Excerpt provided:

It’s expected, by 2025, that $6.2 trillion dollars will be spent on IOT, mostly in healthcare and manufacturing. With this growing technology, comes new risks for property and liability exposures including cyber risks.  According to Eric, the majority of hacks are done with malicious intent, not to just still your data. Someone was able to hack GM’s OnStar system, unlock cars and start vehicles remotely.

Small businesses are the biggest targets from the hacking community because they have inadequate protective systems.  Many of our technology based companies attempt to predict what you want and provide a user response which could provide the possibility of a whole series of unexpected events from requesting a simple transaction.

We need to think creatively about potential risk exposures and address those. According to Gerald, the speed at which technology is changing will place an increased demand for companies to be technically savvy in order to adjust quickly. This requires the need for creative industry solutions. The Big data movement coupled with predictive analytics, provides insights to help carriers prepare or develop guidance in addressing these issues.

Google is now in the business of insurance as well as Amazon. Will they look at your subscriptions, in order to evaluate your risks? Will we use online neighborhood watch data to assist with SIU claims? Who knows where Internet of Things will touch our personal or business lives. Come back and learn more at the 2016 CPCU annual meeting.

Autonomous Vehicles

Gerald began the discussion with the concept of planes flying themselves for many years, manufacturing using machines to complete the work and then asking us if we are ready to operate as the Jetsons with vehicles that drive themselves.

Eric stated that Google estimates in thirty years all vehicles will drive by themselves.  He supported this notion since the technology is there to support autonomous vehicles.  He commented that we would have two different vehicles, one with no wheel, only an on and off switch and the other one would have a driver and a steering wheel, but it would be considered hands off.

Data extracts:
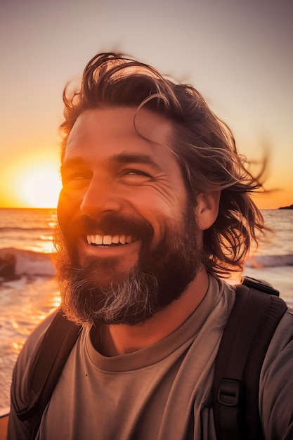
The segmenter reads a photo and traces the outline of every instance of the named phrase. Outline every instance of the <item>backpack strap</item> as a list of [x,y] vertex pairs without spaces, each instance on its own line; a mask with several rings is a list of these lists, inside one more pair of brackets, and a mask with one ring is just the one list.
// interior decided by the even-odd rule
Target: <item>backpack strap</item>
[[213,410],[217,439],[263,439],[259,376],[271,339],[287,308],[278,295],[278,291],[252,278],[245,278],[236,287],[235,302],[216,359]]
[[28,403],[16,410],[20,420],[31,420],[31,439],[37,436],[43,413],[81,328],[59,310],[41,342],[30,371]]

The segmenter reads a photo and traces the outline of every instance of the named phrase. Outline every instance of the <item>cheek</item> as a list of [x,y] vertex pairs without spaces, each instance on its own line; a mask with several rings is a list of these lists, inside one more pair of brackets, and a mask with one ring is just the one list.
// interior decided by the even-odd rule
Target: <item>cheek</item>
[[79,197],[73,197],[72,194],[69,195],[64,188],[61,190],[57,205],[57,217],[61,229],[63,229],[63,226],[68,224],[68,221],[79,210],[80,204],[81,199]]

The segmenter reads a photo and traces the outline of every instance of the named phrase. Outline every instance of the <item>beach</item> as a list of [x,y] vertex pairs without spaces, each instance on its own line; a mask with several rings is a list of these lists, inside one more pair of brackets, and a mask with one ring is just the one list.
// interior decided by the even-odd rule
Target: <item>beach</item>
[[[1,415],[9,411],[17,356],[34,328],[58,307],[60,297],[51,254],[56,211],[0,209],[0,261],[4,267],[8,255],[14,274],[8,280],[4,273],[1,278],[0,271]],[[293,210],[265,215],[275,233],[271,243],[264,243],[252,256],[243,275],[268,281],[293,306]],[[235,284],[240,278],[229,282]]]

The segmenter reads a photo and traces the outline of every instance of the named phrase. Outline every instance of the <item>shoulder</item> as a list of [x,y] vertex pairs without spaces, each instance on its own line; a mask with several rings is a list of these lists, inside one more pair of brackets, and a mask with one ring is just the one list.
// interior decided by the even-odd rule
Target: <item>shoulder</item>
[[260,378],[265,436],[293,439],[293,310],[288,309],[272,338]]

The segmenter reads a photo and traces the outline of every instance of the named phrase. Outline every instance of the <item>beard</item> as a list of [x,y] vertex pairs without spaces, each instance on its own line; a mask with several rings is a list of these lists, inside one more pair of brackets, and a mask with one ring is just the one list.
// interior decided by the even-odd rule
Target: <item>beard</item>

Exercises to complete:
- A) Answer these from the excerpt on the Internet of Things and autonomous vehicles:
(i) How much is expected to be spent on IoT by 2025, and in which fields mostly?
(ii) What makes small businesses the biggest targets of the hacking community?
(iii) What does Google estimate about vehicles in thirty years, as Eric reports it?
- B) Decide whether each statement agrees with the excerpt on the Internet of Things and autonomous vehicles:
(i) Someone hacked GM's OnStar system and started vehicles remotely.
(ii) Gerald opened the discussion of autonomous vehicles.
(iii) Eric said both kinds of future vehicles would have a steering wheel.
- C) Carry the excerpt on the Internet of Things and autonomous vehicles forward, continuing the autonomous vehicles discussion from its last sentence.

Responses in order:
- A)
(i) $6.2 trillion, mostly in healthcare and manufacturing.
(ii) They have inadequate protective systems.
(iii) All vehicles will drive by themselves.

- B)
(i) Yes: "Someone was able to hack GM’s OnStar system, unlock cars and start vehicles remotely."
(ii) Yes: "Gerald began the discussion with the concept of planes flying themselves for many years"
(iii) No: "one with no wheel, only an on and off switch"

- C)
The questions and concerns posed to the audience centered on the environment, traffic flow and is the insurance environment ready/underestimating the impact of this type of vehicle.  At this time the average vehicle is 11 years old with very little Vehicle2Vehicle communication begging the question, when/will this be available quickly and how will the older vehicles relate to these new vehicles?  Today we include the operator in the rating of the policy; how will this technology impact rating issues, how automated will the vehicle be, will it be 80/20, 90/10 breakdown for rating the vehicle/operator, how will the vehicle be maintained and how will new software impact the rate/exposure?  Michele feels like some of the liability will go back on the manufacture if breakdown. Gerald thinks that warranties will need to be considered which will impact these vehicles just as drones.

The audience was questioned on this topic and indicated they believe the technology is coming, we need to assist in our industries readiness 

The panel ended this topic discussing Mcity, which is a University of Michigan 32 acre test facility for evaluating and monitoring the use of autonomous vehicles while studying the worthiness of these vehicles and their ability to connect.

Managing these Emerging Risks

In conclusion the panel discussed Opportunity Vs Risk and the insurance industry need to decide if and how to underwrite.  We need to keep a learning and development partnership with each other to understand the risks while finding new products and solutions.  We were cautioned not to make it a silo learning experience, instead we need to possess a mindset on sharing of information while making it a part of our culture to assess and identify the risks.

Our final quote for the session came from Norman Augustine, the CEO of Lockheed Martin who stated “‘when preparing for a crisis, it is instructive to recall that Noah started building the ark before it began to rain.”